TASK INSTRUCTIONS> Your task is to reproduce exactly the lines from the line with "For this drill the class indicates the floral" through the end of the records below.

Recorded data
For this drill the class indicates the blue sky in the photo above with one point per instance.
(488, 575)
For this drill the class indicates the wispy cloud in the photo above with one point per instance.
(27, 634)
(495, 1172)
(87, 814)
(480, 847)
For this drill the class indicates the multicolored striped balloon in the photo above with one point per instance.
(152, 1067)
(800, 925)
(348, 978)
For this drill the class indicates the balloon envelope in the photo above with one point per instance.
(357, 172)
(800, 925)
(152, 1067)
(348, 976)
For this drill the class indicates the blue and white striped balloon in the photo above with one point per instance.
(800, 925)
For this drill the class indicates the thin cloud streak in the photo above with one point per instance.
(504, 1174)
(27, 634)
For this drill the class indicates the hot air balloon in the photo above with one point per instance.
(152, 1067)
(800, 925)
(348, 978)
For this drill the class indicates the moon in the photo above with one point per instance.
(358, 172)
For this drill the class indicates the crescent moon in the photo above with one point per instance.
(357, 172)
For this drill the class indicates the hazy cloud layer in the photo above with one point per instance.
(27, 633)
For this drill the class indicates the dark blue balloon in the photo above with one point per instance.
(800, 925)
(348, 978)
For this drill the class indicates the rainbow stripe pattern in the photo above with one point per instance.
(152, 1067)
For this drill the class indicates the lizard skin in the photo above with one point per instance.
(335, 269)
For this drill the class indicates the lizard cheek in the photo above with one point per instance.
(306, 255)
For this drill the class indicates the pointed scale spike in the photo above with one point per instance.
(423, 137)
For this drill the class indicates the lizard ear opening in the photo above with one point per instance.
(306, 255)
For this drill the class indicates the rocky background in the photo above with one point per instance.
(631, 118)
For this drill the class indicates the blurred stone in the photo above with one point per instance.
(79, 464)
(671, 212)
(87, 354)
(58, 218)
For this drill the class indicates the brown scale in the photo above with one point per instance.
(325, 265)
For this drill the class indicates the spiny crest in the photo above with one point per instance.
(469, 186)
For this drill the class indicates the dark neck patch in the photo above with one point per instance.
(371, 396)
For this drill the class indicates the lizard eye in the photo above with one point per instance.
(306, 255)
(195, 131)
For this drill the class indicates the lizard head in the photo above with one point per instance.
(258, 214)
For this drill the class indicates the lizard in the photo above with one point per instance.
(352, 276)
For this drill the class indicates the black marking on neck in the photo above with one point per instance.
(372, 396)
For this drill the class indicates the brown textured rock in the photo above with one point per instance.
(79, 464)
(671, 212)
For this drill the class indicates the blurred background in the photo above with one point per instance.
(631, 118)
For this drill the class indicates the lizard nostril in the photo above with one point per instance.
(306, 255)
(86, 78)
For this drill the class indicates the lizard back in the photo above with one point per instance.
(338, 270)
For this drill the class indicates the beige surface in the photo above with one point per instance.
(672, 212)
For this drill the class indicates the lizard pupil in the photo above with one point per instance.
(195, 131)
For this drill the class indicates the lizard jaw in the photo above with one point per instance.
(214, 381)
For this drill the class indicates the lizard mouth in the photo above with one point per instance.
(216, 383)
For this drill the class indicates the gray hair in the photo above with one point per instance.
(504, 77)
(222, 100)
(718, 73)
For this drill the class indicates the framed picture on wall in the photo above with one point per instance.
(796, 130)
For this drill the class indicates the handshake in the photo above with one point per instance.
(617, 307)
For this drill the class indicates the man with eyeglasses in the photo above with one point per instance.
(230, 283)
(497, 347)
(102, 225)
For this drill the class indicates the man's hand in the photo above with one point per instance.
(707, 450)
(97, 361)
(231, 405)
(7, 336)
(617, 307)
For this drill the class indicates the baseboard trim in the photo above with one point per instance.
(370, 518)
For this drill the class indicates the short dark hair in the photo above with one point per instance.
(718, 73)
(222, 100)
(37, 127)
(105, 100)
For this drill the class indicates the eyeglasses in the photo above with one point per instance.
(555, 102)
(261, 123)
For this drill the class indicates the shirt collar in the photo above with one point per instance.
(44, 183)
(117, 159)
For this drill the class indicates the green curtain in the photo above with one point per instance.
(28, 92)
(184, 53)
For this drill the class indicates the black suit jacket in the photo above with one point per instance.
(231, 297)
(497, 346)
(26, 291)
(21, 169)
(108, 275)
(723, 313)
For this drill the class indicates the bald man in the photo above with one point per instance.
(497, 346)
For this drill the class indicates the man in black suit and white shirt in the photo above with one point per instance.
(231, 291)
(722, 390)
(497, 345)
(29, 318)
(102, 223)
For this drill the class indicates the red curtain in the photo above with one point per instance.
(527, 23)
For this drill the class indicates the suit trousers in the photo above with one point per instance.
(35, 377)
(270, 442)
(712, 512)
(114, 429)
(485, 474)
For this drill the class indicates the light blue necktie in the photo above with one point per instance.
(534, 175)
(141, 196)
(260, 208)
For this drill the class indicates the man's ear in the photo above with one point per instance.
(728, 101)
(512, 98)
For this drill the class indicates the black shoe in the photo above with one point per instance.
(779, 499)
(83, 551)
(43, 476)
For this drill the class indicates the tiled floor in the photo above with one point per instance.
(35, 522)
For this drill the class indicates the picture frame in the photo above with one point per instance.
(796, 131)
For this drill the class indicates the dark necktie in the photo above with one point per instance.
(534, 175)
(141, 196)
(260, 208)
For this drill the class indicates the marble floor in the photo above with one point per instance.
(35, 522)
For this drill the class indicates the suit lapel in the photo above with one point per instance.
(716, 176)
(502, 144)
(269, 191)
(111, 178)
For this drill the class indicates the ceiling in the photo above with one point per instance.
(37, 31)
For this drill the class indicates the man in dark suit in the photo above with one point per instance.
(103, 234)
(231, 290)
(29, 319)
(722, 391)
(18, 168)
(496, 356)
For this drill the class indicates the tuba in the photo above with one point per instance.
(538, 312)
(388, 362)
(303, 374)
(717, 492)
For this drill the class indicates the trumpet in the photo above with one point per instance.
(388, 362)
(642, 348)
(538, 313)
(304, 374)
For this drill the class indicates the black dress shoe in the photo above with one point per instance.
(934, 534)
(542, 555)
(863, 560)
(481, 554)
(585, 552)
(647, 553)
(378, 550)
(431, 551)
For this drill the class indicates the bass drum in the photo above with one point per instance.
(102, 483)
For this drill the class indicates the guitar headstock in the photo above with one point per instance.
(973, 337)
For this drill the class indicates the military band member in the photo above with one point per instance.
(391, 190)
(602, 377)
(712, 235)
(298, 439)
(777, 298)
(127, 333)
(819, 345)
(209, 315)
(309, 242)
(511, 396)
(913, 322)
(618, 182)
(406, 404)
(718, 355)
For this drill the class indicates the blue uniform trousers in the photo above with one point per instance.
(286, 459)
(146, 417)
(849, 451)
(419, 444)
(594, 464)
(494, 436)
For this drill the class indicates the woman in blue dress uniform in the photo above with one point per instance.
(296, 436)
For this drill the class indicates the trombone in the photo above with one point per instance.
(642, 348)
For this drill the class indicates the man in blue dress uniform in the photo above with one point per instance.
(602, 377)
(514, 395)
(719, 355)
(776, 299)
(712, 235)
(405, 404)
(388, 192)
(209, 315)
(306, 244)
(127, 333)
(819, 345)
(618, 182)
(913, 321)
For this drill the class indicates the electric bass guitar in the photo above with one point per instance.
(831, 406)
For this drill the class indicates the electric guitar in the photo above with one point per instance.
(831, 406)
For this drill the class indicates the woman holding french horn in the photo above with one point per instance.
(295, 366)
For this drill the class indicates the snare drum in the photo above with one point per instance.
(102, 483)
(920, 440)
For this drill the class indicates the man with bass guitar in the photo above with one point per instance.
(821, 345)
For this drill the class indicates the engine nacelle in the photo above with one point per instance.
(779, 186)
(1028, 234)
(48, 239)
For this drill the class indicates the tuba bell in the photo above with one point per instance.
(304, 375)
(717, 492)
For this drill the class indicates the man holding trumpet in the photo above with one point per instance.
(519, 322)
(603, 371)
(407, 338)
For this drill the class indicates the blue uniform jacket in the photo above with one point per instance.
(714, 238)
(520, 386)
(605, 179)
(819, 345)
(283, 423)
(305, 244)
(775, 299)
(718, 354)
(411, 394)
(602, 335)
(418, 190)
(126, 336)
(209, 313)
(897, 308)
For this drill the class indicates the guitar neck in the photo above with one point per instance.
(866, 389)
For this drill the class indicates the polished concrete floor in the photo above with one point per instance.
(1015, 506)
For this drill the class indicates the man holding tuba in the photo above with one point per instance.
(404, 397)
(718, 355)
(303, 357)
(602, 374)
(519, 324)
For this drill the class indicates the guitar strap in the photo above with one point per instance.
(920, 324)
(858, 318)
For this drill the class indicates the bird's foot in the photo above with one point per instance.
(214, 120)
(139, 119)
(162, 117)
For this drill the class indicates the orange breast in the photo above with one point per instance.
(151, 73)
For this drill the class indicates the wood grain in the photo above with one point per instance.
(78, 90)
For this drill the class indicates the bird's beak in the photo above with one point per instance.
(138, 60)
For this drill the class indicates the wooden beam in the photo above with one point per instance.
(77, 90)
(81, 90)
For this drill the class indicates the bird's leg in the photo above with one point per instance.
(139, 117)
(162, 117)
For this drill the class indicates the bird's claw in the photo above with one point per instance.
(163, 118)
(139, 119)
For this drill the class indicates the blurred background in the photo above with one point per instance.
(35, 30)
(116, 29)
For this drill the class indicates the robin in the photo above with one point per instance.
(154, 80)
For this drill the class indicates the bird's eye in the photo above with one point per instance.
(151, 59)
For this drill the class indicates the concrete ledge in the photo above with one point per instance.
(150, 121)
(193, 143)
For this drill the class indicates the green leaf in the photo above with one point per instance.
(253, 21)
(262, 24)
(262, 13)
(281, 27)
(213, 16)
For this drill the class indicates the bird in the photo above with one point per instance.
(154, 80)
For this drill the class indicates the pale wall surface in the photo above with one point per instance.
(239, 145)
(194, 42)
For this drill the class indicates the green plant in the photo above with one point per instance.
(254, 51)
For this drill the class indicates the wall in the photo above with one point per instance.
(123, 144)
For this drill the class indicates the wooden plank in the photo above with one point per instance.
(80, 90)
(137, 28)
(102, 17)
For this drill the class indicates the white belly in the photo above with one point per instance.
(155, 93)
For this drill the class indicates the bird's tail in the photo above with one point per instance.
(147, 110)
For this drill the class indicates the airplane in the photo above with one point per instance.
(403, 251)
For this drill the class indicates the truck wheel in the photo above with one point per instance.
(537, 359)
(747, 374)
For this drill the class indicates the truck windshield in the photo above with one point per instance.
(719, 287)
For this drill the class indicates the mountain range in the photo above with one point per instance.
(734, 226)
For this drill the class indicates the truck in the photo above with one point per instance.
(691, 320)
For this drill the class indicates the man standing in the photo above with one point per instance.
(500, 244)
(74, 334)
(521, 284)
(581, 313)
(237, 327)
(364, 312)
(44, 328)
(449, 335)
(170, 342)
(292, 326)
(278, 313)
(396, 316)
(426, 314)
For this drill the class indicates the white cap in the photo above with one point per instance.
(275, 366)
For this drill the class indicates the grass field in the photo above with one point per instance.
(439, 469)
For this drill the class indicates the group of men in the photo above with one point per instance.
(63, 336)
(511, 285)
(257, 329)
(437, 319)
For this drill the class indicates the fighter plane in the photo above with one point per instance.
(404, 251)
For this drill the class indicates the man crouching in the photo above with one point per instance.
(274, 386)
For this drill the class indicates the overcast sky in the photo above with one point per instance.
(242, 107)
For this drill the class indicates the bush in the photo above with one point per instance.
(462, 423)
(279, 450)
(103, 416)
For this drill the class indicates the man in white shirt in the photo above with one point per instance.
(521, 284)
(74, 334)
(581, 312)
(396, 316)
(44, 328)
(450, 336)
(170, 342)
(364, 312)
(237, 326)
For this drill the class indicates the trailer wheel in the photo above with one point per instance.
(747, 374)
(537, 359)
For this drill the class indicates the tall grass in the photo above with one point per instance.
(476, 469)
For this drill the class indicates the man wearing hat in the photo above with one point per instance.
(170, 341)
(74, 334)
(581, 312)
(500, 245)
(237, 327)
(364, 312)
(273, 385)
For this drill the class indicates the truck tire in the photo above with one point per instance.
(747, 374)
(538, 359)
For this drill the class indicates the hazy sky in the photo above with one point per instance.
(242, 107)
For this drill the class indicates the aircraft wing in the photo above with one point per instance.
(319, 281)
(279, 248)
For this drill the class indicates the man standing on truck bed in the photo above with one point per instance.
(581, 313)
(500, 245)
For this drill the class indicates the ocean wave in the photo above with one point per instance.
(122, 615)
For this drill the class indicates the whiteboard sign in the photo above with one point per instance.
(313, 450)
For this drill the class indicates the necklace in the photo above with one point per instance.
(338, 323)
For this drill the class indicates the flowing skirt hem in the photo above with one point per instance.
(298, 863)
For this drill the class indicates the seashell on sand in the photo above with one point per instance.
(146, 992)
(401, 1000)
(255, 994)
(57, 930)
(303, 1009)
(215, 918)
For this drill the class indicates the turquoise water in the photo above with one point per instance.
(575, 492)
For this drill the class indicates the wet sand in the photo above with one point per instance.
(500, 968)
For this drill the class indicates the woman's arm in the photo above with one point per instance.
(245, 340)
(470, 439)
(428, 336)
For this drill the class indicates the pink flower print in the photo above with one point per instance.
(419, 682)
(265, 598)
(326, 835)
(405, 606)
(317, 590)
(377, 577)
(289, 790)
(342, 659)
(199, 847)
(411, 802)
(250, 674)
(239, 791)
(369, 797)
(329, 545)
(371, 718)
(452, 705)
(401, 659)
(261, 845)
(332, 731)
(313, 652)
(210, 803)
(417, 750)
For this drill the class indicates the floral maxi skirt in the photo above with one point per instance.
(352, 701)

YOUR RESPONSE>
For this drill the class indicates the floral maxi skirt in the photo above with one point per instance.
(352, 701)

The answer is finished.